WRITTEN TASK: Can you update the part of the data that opens with the line containing "of the dirt" and runs through the end of the data, replacing "keypoint" with "marker" and leaving everything else unchanged?

===

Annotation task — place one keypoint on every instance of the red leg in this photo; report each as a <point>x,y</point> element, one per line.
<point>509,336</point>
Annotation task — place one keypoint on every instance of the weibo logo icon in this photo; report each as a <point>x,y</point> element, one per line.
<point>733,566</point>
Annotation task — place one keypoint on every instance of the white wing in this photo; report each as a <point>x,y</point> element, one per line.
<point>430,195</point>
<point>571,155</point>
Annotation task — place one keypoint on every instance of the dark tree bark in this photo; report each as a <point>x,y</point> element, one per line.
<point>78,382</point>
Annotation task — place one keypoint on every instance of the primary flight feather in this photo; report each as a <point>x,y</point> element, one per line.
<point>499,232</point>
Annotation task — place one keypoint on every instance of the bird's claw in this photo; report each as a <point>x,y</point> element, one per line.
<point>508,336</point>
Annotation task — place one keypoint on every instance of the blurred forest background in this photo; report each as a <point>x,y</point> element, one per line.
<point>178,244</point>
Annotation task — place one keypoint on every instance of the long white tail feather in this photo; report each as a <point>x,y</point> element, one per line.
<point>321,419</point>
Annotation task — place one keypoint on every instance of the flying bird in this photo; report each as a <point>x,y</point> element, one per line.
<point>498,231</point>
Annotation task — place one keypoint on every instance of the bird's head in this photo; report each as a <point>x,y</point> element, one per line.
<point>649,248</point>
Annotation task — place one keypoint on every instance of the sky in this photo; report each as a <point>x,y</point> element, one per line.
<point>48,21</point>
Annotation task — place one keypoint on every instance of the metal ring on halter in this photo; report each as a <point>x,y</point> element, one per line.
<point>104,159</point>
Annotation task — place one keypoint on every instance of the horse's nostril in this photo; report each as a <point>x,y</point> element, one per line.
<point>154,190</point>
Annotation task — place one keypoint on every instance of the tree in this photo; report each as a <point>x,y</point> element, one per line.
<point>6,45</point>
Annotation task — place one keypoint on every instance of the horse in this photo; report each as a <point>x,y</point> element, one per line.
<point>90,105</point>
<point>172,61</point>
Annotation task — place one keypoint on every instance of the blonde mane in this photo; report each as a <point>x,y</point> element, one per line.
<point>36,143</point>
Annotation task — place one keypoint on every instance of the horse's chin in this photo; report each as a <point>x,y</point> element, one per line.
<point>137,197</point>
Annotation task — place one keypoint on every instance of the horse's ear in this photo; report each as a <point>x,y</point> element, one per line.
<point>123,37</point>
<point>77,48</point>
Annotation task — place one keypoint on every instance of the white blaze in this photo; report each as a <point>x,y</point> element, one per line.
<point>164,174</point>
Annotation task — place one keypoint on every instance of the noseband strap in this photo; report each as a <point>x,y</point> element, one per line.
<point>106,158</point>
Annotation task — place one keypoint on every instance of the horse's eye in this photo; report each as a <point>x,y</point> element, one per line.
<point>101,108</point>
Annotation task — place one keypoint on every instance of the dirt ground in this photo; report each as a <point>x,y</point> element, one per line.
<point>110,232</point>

===

EXERCISE RESULT:
Annotation task — place one marker on every instance of the dirt ground in this photo; report each as a <point>x,y</point> element, one per line.
<point>110,232</point>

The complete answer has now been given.